Given data >>

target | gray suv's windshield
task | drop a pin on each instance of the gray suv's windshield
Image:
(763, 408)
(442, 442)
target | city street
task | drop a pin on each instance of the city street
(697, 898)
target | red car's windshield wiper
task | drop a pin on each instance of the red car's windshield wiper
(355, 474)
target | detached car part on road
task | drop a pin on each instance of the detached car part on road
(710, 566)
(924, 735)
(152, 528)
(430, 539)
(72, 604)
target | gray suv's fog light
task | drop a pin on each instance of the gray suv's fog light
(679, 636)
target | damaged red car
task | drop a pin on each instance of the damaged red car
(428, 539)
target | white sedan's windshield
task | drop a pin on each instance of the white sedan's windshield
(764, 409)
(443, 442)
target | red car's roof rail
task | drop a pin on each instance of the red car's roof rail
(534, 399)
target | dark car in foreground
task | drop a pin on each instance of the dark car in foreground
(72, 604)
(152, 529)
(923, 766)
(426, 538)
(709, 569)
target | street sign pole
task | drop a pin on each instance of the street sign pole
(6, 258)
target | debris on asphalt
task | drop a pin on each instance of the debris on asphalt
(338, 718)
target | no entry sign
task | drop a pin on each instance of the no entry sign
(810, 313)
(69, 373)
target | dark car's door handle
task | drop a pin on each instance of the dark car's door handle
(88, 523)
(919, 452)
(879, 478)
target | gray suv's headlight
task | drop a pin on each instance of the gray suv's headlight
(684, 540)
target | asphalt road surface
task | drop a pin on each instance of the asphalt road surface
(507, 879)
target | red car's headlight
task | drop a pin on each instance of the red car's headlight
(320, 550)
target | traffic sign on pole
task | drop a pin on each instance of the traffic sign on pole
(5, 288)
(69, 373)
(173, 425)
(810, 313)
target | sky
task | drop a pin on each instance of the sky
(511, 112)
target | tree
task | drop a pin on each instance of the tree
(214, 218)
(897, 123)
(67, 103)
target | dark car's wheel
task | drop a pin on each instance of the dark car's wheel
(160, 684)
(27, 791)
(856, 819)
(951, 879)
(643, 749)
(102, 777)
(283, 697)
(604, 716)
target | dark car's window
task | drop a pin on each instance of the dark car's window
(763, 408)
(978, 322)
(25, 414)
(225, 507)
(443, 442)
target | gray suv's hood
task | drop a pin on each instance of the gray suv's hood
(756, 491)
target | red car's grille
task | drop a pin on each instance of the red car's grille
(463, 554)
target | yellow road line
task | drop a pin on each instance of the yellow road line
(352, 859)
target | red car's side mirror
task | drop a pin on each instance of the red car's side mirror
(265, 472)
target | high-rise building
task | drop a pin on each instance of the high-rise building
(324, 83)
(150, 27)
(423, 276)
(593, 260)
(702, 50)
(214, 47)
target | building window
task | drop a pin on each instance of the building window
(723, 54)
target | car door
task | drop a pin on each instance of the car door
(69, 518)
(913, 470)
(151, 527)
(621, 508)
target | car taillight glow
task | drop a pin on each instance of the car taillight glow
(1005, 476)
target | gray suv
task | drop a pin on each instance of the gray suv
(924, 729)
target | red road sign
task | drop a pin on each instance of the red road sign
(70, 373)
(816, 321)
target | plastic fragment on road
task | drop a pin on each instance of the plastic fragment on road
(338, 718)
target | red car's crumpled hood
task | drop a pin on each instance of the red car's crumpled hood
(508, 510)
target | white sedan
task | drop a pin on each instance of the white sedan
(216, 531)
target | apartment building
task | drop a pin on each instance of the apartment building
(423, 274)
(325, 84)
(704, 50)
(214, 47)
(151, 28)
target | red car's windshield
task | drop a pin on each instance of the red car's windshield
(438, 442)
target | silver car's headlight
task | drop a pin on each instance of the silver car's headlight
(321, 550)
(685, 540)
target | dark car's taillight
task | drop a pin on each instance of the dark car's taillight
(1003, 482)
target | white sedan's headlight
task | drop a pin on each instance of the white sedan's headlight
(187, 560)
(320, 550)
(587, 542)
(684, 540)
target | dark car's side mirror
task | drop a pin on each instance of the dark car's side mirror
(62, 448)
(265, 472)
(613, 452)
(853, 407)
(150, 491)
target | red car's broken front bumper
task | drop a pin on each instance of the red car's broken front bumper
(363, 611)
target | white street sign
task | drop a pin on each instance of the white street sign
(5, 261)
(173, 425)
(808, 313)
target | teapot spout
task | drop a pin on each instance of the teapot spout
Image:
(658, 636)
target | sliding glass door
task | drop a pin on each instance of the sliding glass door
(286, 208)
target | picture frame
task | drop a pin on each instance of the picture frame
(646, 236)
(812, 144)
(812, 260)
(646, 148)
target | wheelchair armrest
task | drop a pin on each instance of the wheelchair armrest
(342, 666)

Your task >>
Copy the records word for word, from the line holding "target | apartment building" through the end of the records, with both ends included.

Expected answer >>
target | apartment building
task | drop a pin on each instance of the apartment building
(423, 274)
(325, 84)
(704, 50)
(214, 47)
(151, 28)
target | red car's windshield
task | drop a pin on each instance of the red car's windshield
(438, 442)
target | silver car's headlight
task | drop a pin on each instance of the silver car's headlight
(321, 550)
(685, 540)
target | dark car's taillight
task | drop a pin on each instance of the dark car's taillight
(1003, 482)
target | white sedan's headlight
task | drop a pin on each instance of the white sedan's headlight
(187, 560)
(320, 550)
(587, 542)
(684, 540)
target | dark car's side mirror
task | drop a pin on each instance of the dark car's side mirror
(62, 448)
(265, 472)
(613, 452)
(853, 407)
(150, 491)
target | red car's broken front bumper
task | drop a pin on each instance of the red car's broken front bumper
(363, 611)
target | white street sign
task | drop a pin on each instance of the white street sign
(5, 261)
(173, 425)
(808, 313)
target | teapot spout
task | drop a pin on each instance of the teapot spout
Image:
(658, 636)
target | sliding glass door
task | drop a pin on each instance of the sliding glass door
(286, 208)
target | picture frame
task | drop a pin on each instance of the picture frame
(646, 236)
(812, 144)
(812, 260)
(646, 148)
target | wheelchair armrest
task | drop a pin on each instance of the wheelchair armrest
(342, 666)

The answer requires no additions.